Problem details =
Find each line in the records below that contains the string "rough", and copy those lines.
Start of Extracted entries
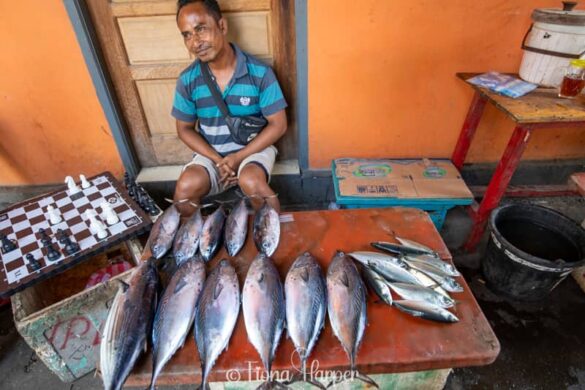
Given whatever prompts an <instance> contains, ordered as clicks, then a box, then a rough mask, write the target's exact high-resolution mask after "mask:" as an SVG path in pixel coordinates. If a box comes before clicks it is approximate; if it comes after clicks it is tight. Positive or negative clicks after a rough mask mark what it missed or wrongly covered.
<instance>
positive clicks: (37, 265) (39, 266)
mask: <svg viewBox="0 0 585 390" xmlns="http://www.w3.org/2000/svg"><path fill="white" fill-rule="evenodd" d="M26 259H27V260H28V264H29V265H30V267H31V268H32V270H33V271H38V270H40V269H41V263H39V261H38V260H37V259H35V257H34V256H33V255H32V253H29V254H27V255H26Z"/></svg>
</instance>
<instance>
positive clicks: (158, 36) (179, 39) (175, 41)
mask: <svg viewBox="0 0 585 390" xmlns="http://www.w3.org/2000/svg"><path fill="white" fill-rule="evenodd" d="M224 17H225V18H226V20H227V22H228V39H229V40H230V41H233V42H235V43H237V44H238V45H239V46H240V47H241V48H242V50H244V51H246V52H248V53H250V54H253V55H258V56H263V57H271V56H272V48H271V45H270V34H271V31H270V28H269V14H268V12H266V11H258V12H237V13H225V14H224ZM118 26H119V28H120V33H121V35H122V39H123V41H124V45H125V48H126V52H127V54H128V62H129V63H130V64H133V65H135V64H156V63H168V62H177V61H179V62H186V61H192V60H194V59H195V57H194V56H193V55H192V54H190V53H189V51H188V50H187V48H186V47H185V45H184V43H183V39H182V38H181V34H180V33H179V30H178V29H177V23H176V21H175V16H173V15H164V16H145V17H124V18H118Z"/></svg>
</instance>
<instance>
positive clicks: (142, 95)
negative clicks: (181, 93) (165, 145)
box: [136, 79, 181, 142]
mask: <svg viewBox="0 0 585 390" xmlns="http://www.w3.org/2000/svg"><path fill="white" fill-rule="evenodd" d="M175 83H176V80H174V79H163V80H141V81H137V82H136V88H138V94H139V95H140V99H141V100H142V107H143V109H144V114H145V115H146V120H147V122H148V127H149V129H150V134H151V135H154V134H161V135H162V134H176V132H177V130H176V126H175V122H176V121H175V118H173V117H172V116H171V110H172V109H173V97H174V96H175ZM178 141H179V142H181V141H180V140H178Z"/></svg>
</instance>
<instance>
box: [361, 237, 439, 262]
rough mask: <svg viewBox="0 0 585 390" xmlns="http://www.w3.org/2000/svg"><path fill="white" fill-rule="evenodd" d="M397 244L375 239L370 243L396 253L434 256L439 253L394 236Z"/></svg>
mask: <svg viewBox="0 0 585 390" xmlns="http://www.w3.org/2000/svg"><path fill="white" fill-rule="evenodd" d="M395 238H396V240H398V242H400V243H399V244H396V243H393V242H385V241H376V242H372V243H371V245H372V246H373V247H374V248H377V249H381V250H383V251H386V252H390V253H394V254H398V255H428V256H432V257H435V258H437V259H438V258H439V254H438V253H437V252H435V251H433V250H432V249H430V248H428V247H427V246H425V245H422V244H419V243H417V242H414V241H411V240H408V239H406V238H401V237H395Z"/></svg>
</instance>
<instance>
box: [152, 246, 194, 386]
mask: <svg viewBox="0 0 585 390" xmlns="http://www.w3.org/2000/svg"><path fill="white" fill-rule="evenodd" d="M204 282H205V264H204V263H203V261H202V260H201V259H200V258H198V257H192V258H190V259H187V260H185V261H184V262H183V263H182V264H181V265H180V266H179V268H178V269H177V270H176V271H175V273H174V274H173V276H172V278H171V280H170V281H169V284H168V285H167V287H166V288H165V291H164V293H163V294H162V297H161V299H160V302H159V304H158V309H157V311H156V315H155V317H154V323H153V326H152V380H151V383H150V388H151V389H154V385H155V383H156V379H157V377H158V375H159V374H160V372H161V370H162V369H163V367H164V366H165V364H166V363H167V362H168V361H169V360H170V358H171V357H172V356H173V355H174V354H175V352H176V351H177V350H178V349H179V348H180V347H182V346H183V344H184V343H185V339H186V338H187V334H188V333H189V331H190V329H191V325H192V324H193V319H194V317H195V309H196V304H197V299H198V298H199V294H200V293H201V290H202V289H203V283H204Z"/></svg>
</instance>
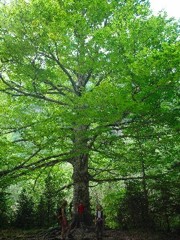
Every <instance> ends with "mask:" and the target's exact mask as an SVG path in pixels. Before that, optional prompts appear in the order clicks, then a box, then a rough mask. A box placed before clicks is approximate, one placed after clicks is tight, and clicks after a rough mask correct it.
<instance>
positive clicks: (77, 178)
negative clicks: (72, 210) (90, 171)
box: [73, 154, 90, 211]
mask: <svg viewBox="0 0 180 240" xmlns="http://www.w3.org/2000/svg"><path fill="white" fill-rule="evenodd" d="M73 184H74V192H73V203H74V207H76V206H77V204H78V203H79V201H82V202H83V203H84V205H85V207H86V210H87V211H89V209H90V202H89V173H88V155H87V154H82V155H80V156H78V157H76V159H75V161H74V164H73Z"/></svg>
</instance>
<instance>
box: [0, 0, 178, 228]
mask: <svg viewBox="0 0 180 240" xmlns="http://www.w3.org/2000/svg"><path fill="white" fill-rule="evenodd" d="M0 29H1V33H0V34H1V35H0V71H1V75H0V93H1V95H0V101H1V106H0V131H1V135H0V144H1V148H0V169H1V170H0V184H1V186H2V187H3V188H7V191H8V189H9V187H10V186H13V185H15V184H21V182H23V185H24V186H23V187H26V184H27V185H28V183H29V182H30V183H33V184H35V185H37V186H36V187H37V188H38V185H39V188H42V189H44V186H46V187H45V189H44V192H43V195H42V196H41V194H42V191H40V193H41V194H38V191H37V192H36V194H35V193H34V194H35V199H38V200H37V202H36V203H35V206H36V207H35V208H36V211H37V212H38V211H39V210H38V209H41V208H44V211H43V213H42V214H44V215H43V216H45V218H44V219H46V220H45V221H44V222H41V220H42V217H43V216H40V214H41V213H40V211H39V217H37V219H39V220H38V223H37V225H39V226H50V225H51V224H54V220H53V219H54V218H53V215H51V214H52V212H54V210H55V207H56V205H57V204H58V194H57V191H58V190H59V192H60V190H64V189H65V187H67V188H69V187H71V186H73V189H74V192H73V194H74V195H73V199H74V204H75V203H77V201H78V197H79V198H83V197H84V200H85V201H87V205H88V204H89V202H90V197H89V195H88V190H89V187H90V186H91V187H94V189H96V188H97V191H100V192H101V193H100V194H99V193H98V195H100V196H101V197H100V198H101V200H102V201H104V204H105V202H106V201H109V202H110V201H115V203H116V204H114V205H113V207H114V208H115V209H113V212H114V214H115V215H117V213H118V211H120V212H121V213H120V214H119V220H117V219H116V220H113V216H109V219H110V220H109V225H111V226H115V225H116V226H118V224H119V225H121V226H126V225H127V224H128V225H129V226H131V227H139V226H142V223H143V224H145V225H146V226H147V225H148V224H149V223H150V224H149V225H150V226H159V228H165V229H168V228H175V226H176V225H177V224H178V223H179V219H178V217H177V216H178V211H179V206H178V201H177V199H178V197H177V196H178V193H179V192H178V184H177V183H178V177H179V174H178V170H179V162H178V161H179V158H178V156H179V155H178V152H179V149H178V142H179V134H178V127H179V115H178V109H179V105H178V88H179V85H178V84H179V82H178V81H179V70H180V69H179V67H180V64H179V63H180V58H179V42H178V37H179V32H178V22H177V21H175V20H174V19H168V18H167V17H166V15H165V14H164V15H163V14H161V15H159V16H153V15H152V14H151V11H150V8H149V1H147V0H142V1H141V0H128V1H125V0H120V1H116V0H109V1H108V0H91V1H89V0H82V1H76V0H71V1H70V0H31V1H24V0H18V1H11V3H8V4H6V5H3V4H1V5H0ZM66 163H68V164H66ZM69 164H70V165H71V167H72V168H71V167H70V165H69ZM48 172H51V173H52V174H53V176H55V178H53V179H57V180H53V181H54V185H55V188H53V186H54V185H51V180H50V179H48V180H47V174H48ZM71 176H72V179H71ZM45 179H46V181H45ZM130 180H131V181H132V182H130V183H129V181H130ZM119 181H122V182H125V183H124V185H123V184H122V186H121V185H120V186H121V188H122V189H123V190H122V191H120V190H119V189H117V188H116V187H119V185H118V184H117V185H116V183H115V182H119ZM127 181H128V182H127ZM137 181H138V184H137ZM104 182H109V183H110V184H111V185H112V186H111V187H112V189H114V192H113V194H114V195H113V196H114V200H112V198H111V197H108V196H107V198H106V195H108V190H109V189H108V188H106V187H104V188H101V187H100V188H98V187H96V184H103V183H104ZM49 184H50V185H49ZM58 184H59V185H58ZM103 186H104V185H103ZM113 186H116V187H115V188H114V187H113ZM132 186H134V187H133V189H131V187H132ZM36 187H35V188H36ZM58 188H59V189H58ZM102 189H104V192H102ZM116 195H117V198H116ZM25 196H26V195H21V197H20V199H21V200H22V198H23V197H25ZM60 196H61V197H62V195H60ZM91 196H93V194H91ZM26 197H27V199H25V200H26V202H28V206H29V207H31V208H33V209H34V207H33V204H32V202H31V200H30V199H31V196H29V195H27V196H26ZM71 197H72V193H71V192H70V193H69V199H70V198H71ZM3 199H4V197H3ZM21 200H19V206H20V208H19V210H18V211H17V212H19V214H20V212H21V211H22V212H23V211H24V209H23V201H25V200H23V201H21ZM91 201H92V202H94V200H92V199H91ZM136 202H137V203H138V204H135V203H136ZM157 202H158V203H159V204H158V205H157ZM3 203H4V200H3ZM125 203H126V204H125ZM9 205H10V202H9ZM105 205H108V204H107V202H106V204H105ZM110 206H112V204H110ZM135 206H136V207H137V208H135ZM4 207H5V205H4ZM140 209H141V211H140ZM33 211H34V210H33ZM33 211H32V212H33ZM122 211H123V212H124V216H122ZM110 212H111V210H110V209H108V208H107V213H109V214H110ZM20 215H21V214H20ZM19 219H20V217H19ZM40 219H41V220H40ZM107 219H108V217H107ZM18 221H20V220H17V222H18ZM114 221H115V223H114ZM161 223H162V224H164V223H165V225H166V226H165V227H163V226H160V225H161ZM27 224H28V223H27Z"/></svg>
End of Extracted entries
Result =
Given whatever prompts an <instance> contains, ordered as clicks, then a box, then a rough mask, write the target's exact high-resolution mask after "mask:" as an SVG path in pixel coordinates. If a box comes before clicks it is approximate; if it comes after clicks it is tight. Positive or negative clicks after a rough mask mark what it missed or wrongly covered.
rough mask: <svg viewBox="0 0 585 390" xmlns="http://www.w3.org/2000/svg"><path fill="white" fill-rule="evenodd" d="M397 244L375 239L370 243L396 253L434 256L439 253L394 236Z"/></svg>
Every <instance> ends with "mask:" and the target's exact mask as an SVG path in pixels. Before that, optional prompts appear in the order clicks, then a box, then a rough mask. A box placed before clicks is approximate, one placed after clicks is tight, and clicks after a rough mask correct it.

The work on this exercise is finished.